Referring expression grounding data:

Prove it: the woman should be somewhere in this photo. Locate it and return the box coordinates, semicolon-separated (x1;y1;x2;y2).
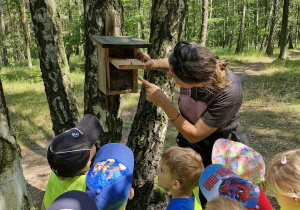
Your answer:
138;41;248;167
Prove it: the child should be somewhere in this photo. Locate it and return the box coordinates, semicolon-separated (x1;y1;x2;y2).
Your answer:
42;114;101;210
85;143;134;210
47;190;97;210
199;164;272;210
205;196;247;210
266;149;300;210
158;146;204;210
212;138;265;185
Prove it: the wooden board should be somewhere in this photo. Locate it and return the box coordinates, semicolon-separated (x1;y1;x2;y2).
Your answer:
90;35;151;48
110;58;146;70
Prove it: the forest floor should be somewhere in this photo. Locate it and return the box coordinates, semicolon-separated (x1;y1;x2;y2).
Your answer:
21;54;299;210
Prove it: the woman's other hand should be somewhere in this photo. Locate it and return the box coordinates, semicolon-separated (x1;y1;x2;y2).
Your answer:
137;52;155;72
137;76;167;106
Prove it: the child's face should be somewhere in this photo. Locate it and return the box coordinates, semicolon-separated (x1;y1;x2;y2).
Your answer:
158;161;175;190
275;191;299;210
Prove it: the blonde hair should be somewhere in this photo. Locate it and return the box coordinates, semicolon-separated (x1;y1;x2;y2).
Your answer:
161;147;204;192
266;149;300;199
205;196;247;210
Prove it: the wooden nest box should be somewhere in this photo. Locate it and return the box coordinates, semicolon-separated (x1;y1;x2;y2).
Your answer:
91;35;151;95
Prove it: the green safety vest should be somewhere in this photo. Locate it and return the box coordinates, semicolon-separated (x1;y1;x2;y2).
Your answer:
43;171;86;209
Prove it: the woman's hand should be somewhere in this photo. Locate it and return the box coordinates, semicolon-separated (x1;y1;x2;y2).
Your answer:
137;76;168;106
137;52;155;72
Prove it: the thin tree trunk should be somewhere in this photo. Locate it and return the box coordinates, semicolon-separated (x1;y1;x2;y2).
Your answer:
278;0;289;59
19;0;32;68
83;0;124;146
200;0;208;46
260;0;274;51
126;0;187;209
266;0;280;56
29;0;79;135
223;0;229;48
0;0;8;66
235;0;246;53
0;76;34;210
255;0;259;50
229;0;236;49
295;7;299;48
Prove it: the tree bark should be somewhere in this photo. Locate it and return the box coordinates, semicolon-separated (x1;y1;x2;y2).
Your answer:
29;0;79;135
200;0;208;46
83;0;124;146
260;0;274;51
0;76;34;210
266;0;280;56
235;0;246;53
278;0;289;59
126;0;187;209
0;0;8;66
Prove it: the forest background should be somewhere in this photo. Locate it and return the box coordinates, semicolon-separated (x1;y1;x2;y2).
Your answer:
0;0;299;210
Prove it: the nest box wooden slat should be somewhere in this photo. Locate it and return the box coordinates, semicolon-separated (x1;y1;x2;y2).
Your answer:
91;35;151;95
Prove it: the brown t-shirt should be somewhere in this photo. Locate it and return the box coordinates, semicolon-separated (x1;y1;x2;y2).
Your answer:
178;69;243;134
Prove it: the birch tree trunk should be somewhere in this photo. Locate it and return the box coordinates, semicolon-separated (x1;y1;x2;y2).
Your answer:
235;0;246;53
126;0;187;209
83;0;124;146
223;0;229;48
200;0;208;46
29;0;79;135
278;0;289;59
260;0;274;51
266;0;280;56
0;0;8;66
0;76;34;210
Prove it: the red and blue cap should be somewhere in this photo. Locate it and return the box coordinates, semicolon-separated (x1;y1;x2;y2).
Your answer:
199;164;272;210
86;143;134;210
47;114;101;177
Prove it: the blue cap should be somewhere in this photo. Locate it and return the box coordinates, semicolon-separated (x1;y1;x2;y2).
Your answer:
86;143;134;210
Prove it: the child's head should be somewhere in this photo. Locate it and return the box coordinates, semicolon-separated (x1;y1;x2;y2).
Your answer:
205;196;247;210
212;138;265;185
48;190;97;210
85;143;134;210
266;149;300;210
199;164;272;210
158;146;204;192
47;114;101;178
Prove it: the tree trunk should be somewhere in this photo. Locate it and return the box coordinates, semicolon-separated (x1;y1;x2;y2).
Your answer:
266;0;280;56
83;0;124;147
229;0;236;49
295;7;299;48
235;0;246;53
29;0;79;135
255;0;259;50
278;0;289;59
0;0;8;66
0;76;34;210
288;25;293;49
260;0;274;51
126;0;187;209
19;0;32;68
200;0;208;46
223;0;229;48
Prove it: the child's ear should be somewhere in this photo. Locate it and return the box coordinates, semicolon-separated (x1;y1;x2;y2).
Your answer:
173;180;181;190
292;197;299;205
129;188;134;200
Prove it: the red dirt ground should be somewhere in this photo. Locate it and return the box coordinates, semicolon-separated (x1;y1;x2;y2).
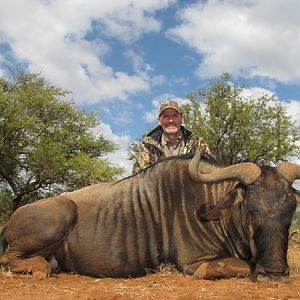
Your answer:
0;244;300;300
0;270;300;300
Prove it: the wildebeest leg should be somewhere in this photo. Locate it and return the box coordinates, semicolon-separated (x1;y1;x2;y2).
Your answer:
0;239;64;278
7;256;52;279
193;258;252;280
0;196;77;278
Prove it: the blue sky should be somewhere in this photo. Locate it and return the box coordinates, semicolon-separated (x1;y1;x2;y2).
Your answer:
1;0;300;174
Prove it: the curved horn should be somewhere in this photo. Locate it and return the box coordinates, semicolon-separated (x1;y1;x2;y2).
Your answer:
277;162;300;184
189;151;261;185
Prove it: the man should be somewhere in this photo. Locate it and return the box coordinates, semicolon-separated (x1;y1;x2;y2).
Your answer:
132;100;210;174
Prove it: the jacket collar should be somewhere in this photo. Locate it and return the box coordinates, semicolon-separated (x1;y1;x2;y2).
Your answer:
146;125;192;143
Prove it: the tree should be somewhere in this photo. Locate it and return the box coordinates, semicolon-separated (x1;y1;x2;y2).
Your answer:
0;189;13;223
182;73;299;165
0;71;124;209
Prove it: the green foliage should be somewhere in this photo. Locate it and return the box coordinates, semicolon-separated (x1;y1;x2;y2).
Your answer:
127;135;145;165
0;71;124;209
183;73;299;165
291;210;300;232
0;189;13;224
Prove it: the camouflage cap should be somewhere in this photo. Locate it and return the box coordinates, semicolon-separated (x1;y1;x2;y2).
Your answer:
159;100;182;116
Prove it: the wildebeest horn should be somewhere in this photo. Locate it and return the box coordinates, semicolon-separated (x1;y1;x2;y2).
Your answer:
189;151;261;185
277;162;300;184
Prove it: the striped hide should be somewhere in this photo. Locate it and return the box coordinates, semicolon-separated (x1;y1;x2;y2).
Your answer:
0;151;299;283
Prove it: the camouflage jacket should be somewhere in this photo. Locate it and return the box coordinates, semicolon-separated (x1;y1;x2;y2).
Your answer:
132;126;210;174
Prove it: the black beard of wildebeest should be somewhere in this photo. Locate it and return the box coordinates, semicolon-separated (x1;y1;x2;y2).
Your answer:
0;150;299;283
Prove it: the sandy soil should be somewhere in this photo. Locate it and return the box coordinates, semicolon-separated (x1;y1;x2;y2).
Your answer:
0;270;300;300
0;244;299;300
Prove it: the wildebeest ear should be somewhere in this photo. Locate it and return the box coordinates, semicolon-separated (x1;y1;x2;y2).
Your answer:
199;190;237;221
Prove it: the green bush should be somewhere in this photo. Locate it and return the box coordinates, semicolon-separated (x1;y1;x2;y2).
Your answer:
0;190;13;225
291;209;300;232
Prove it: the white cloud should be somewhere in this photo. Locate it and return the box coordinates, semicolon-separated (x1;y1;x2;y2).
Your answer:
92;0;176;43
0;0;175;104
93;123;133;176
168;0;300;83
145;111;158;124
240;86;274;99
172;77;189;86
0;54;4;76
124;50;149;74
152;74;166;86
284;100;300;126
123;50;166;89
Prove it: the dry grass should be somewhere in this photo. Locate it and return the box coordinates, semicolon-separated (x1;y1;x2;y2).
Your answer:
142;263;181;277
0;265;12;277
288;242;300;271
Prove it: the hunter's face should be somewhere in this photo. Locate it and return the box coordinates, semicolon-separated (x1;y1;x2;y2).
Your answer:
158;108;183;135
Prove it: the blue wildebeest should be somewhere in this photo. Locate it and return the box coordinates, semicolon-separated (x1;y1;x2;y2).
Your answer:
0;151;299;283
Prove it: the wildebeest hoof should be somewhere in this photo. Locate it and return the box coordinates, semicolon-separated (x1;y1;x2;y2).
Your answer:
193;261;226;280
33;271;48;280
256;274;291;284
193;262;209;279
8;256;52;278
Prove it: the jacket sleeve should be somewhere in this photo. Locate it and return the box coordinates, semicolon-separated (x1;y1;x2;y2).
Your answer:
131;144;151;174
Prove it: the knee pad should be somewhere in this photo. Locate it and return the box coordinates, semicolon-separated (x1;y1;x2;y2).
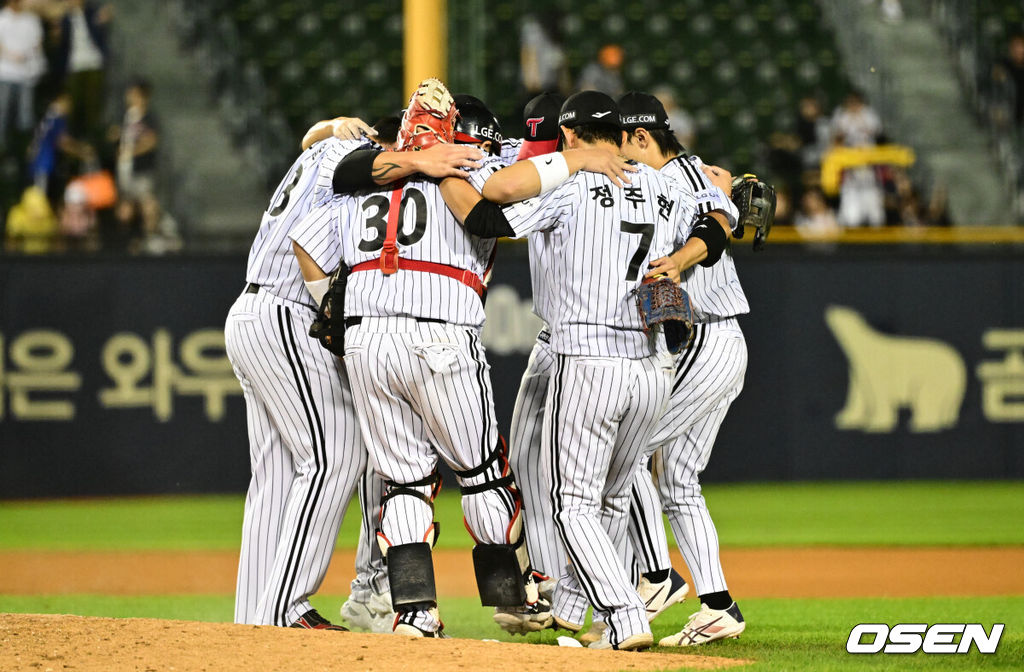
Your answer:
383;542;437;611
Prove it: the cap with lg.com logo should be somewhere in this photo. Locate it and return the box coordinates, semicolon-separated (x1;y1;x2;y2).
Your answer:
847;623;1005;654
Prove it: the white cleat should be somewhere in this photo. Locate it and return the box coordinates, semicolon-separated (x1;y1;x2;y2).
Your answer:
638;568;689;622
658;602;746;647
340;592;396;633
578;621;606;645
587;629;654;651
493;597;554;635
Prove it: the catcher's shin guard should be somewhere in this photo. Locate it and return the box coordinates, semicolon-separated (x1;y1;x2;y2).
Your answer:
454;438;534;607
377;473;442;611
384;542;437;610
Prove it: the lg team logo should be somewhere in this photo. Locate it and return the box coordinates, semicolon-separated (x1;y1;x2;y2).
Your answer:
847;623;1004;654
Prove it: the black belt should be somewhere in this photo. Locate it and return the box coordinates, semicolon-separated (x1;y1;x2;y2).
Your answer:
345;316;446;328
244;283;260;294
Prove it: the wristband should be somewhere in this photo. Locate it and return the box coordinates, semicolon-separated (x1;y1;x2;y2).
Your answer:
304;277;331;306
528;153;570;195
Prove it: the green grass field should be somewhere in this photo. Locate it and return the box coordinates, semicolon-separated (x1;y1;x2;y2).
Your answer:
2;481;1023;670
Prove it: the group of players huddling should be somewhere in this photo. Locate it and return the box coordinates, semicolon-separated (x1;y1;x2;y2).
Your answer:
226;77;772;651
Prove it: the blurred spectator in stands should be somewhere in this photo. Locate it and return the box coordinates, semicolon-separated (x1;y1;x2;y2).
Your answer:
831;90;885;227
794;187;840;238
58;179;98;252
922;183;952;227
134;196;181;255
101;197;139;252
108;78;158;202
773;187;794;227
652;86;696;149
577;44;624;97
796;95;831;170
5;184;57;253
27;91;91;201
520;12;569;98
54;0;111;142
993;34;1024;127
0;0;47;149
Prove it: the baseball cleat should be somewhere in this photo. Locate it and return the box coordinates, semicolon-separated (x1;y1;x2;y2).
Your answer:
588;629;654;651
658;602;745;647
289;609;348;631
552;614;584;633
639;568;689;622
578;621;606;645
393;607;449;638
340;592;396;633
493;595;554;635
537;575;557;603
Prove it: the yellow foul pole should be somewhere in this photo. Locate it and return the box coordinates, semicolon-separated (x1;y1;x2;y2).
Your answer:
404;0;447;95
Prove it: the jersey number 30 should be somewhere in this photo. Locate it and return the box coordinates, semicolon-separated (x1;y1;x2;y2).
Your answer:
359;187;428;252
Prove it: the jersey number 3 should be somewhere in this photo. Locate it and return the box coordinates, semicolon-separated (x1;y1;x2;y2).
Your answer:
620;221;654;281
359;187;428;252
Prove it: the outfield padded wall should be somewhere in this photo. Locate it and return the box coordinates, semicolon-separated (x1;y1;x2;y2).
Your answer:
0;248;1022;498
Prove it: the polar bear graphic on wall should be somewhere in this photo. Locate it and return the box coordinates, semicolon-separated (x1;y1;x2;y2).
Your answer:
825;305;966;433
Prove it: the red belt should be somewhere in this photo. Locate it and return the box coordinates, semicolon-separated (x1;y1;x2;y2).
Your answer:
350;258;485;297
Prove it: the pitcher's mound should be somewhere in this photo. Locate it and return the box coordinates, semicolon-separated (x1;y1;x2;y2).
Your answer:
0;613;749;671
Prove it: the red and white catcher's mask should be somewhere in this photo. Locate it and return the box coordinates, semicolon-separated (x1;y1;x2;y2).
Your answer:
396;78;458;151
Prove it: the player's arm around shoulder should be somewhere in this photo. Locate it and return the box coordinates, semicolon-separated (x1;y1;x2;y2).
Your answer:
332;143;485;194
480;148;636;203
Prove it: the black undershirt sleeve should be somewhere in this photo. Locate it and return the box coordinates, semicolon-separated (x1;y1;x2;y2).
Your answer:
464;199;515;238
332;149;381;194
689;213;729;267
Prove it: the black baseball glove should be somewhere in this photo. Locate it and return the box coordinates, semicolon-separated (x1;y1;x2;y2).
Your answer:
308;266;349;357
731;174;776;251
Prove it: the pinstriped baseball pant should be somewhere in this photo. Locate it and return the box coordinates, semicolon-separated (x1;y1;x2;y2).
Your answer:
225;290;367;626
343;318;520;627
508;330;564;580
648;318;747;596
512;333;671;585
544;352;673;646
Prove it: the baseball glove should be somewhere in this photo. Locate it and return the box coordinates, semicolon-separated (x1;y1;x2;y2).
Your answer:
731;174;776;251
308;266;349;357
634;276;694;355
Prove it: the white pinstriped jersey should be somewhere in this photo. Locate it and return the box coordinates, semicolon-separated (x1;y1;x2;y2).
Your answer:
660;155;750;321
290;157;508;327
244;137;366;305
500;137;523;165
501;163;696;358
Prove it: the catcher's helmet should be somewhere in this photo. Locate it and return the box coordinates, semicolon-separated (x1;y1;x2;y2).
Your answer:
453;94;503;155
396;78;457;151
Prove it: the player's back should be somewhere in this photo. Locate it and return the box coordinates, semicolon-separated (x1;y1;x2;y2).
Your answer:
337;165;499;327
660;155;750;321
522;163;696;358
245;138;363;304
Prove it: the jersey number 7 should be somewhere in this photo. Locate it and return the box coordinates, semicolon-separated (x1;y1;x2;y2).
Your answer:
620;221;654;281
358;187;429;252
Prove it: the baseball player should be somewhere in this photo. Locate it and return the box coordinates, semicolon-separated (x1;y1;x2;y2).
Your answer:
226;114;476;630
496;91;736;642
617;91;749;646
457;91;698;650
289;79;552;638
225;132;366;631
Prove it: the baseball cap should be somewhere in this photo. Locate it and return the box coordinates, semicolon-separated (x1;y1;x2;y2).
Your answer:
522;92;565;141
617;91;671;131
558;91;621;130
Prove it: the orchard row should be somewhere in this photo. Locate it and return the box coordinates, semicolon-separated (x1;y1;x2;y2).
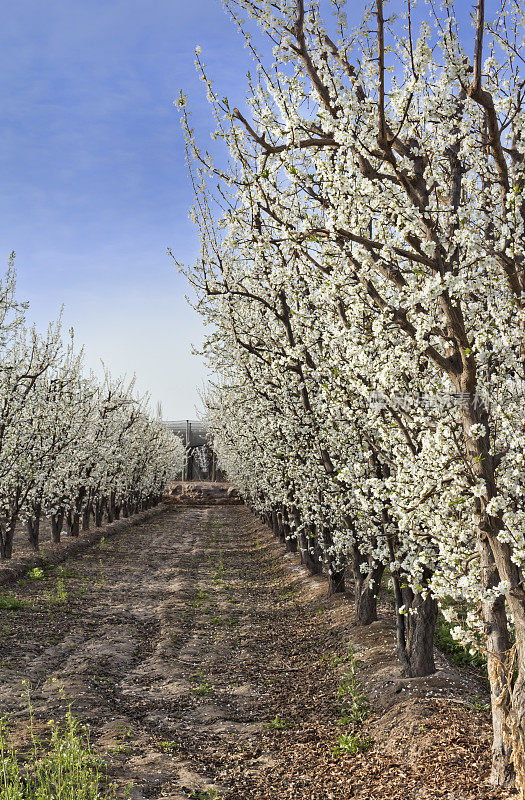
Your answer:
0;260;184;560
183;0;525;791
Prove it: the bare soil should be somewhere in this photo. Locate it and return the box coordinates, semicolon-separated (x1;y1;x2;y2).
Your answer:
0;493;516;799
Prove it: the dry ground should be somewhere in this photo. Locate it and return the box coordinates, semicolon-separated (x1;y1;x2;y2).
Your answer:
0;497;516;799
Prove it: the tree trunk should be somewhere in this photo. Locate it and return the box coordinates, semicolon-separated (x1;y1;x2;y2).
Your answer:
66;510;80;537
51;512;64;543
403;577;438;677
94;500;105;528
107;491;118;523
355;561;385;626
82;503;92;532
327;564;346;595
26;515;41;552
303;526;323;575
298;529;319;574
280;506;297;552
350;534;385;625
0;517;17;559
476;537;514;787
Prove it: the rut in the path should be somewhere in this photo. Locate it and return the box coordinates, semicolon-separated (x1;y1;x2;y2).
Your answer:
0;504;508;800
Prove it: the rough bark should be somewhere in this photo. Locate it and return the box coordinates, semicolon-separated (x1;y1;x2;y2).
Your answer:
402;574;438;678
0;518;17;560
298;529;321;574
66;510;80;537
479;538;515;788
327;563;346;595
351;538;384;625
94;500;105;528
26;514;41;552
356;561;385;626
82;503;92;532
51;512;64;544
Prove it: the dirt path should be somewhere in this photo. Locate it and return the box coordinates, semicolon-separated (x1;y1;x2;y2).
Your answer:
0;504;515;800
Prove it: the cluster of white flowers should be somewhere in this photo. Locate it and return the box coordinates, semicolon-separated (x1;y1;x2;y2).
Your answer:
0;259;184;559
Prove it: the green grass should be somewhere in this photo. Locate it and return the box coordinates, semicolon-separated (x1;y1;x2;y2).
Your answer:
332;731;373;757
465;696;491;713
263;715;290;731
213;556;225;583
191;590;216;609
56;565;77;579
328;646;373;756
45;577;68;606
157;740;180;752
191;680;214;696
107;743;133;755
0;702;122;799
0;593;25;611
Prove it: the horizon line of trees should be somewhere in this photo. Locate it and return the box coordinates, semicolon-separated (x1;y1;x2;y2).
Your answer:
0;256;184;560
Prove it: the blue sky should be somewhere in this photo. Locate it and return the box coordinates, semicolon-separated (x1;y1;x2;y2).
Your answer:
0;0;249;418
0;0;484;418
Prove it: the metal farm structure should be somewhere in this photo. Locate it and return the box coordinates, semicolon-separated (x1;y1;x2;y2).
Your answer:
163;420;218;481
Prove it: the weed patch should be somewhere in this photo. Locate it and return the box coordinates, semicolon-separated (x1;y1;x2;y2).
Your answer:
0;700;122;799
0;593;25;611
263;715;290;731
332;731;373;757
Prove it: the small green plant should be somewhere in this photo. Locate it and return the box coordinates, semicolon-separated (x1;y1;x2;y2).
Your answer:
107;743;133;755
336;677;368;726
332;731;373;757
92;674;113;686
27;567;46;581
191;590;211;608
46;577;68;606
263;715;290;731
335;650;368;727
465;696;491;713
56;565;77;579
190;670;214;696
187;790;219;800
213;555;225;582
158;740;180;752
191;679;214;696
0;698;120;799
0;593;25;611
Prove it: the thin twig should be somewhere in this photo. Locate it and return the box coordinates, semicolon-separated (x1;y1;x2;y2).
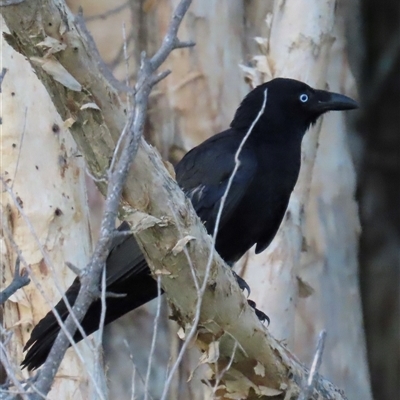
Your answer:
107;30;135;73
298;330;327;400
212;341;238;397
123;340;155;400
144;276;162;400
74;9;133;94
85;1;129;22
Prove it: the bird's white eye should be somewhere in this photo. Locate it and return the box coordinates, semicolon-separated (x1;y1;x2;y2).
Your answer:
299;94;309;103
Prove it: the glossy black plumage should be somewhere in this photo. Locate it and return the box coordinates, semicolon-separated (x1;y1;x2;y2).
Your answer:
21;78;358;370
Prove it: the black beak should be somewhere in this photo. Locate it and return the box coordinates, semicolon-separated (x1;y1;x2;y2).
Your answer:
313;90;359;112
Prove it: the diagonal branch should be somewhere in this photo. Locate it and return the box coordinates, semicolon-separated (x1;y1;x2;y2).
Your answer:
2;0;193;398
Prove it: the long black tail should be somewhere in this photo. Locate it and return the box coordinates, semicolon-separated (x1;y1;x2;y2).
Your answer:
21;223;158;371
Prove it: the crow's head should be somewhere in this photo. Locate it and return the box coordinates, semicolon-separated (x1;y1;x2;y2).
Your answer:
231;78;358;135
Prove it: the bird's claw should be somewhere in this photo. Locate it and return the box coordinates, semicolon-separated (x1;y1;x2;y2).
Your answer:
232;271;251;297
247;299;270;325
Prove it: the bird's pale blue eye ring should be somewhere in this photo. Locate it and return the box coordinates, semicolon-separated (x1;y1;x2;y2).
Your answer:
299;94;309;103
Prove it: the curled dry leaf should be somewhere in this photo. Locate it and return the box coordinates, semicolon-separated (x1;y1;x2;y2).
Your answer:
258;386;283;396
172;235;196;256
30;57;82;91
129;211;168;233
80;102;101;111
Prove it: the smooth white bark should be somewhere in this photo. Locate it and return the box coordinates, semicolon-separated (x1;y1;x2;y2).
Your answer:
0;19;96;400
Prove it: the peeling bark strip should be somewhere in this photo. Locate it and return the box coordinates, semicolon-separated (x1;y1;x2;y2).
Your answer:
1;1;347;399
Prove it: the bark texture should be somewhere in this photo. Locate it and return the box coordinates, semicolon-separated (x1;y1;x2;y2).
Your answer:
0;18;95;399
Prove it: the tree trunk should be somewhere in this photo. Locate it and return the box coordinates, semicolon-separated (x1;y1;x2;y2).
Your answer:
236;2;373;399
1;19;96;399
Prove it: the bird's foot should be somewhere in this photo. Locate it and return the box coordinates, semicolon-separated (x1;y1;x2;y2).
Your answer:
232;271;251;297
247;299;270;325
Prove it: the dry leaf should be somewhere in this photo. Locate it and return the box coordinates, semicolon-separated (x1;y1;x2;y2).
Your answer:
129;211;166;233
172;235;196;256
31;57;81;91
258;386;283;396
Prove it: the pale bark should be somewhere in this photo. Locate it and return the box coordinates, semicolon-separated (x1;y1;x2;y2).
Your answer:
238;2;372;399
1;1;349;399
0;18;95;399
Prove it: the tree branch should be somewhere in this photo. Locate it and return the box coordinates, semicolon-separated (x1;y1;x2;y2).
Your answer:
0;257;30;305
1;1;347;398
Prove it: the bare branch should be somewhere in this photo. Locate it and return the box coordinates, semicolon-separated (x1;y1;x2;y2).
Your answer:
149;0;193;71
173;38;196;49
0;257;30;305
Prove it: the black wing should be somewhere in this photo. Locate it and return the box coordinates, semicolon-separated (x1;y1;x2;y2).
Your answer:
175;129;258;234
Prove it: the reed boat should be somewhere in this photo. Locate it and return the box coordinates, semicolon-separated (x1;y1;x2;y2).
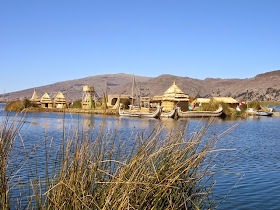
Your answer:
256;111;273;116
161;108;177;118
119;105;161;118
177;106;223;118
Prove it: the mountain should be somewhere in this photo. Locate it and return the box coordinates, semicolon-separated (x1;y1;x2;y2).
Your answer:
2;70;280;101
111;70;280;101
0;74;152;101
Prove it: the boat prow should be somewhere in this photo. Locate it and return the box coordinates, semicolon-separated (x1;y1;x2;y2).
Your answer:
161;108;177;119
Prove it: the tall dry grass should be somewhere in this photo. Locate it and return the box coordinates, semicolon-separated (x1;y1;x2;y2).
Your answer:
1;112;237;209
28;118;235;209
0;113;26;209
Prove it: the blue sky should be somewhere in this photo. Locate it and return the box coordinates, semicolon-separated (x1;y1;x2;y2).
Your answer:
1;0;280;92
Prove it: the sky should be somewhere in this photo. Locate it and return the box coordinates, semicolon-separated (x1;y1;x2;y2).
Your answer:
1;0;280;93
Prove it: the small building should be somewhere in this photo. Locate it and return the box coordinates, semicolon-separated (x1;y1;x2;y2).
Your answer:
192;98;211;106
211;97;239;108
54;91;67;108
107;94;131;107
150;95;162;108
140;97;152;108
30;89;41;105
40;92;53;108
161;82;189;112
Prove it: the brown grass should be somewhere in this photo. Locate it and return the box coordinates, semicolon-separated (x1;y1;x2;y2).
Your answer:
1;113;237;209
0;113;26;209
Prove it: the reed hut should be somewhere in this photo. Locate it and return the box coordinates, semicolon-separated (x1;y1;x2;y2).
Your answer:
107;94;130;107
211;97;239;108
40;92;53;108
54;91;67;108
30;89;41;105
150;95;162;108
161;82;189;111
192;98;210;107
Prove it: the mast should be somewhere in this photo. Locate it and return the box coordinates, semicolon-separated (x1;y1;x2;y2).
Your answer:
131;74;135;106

Try it: Search the records for the word "pale" and return every line that holds it.

Exercise solution:
Prove it: the bird's pale blue eye ring should be somewhere in this photo. Locate it and return the box coordinates, semicolon-separated (x1;y1;x2;y2).
Prove it: the pale bark should be somewhere in this photo. Locate it and return the box coordinates, semicolon-separated (x1;y1;x2;y2).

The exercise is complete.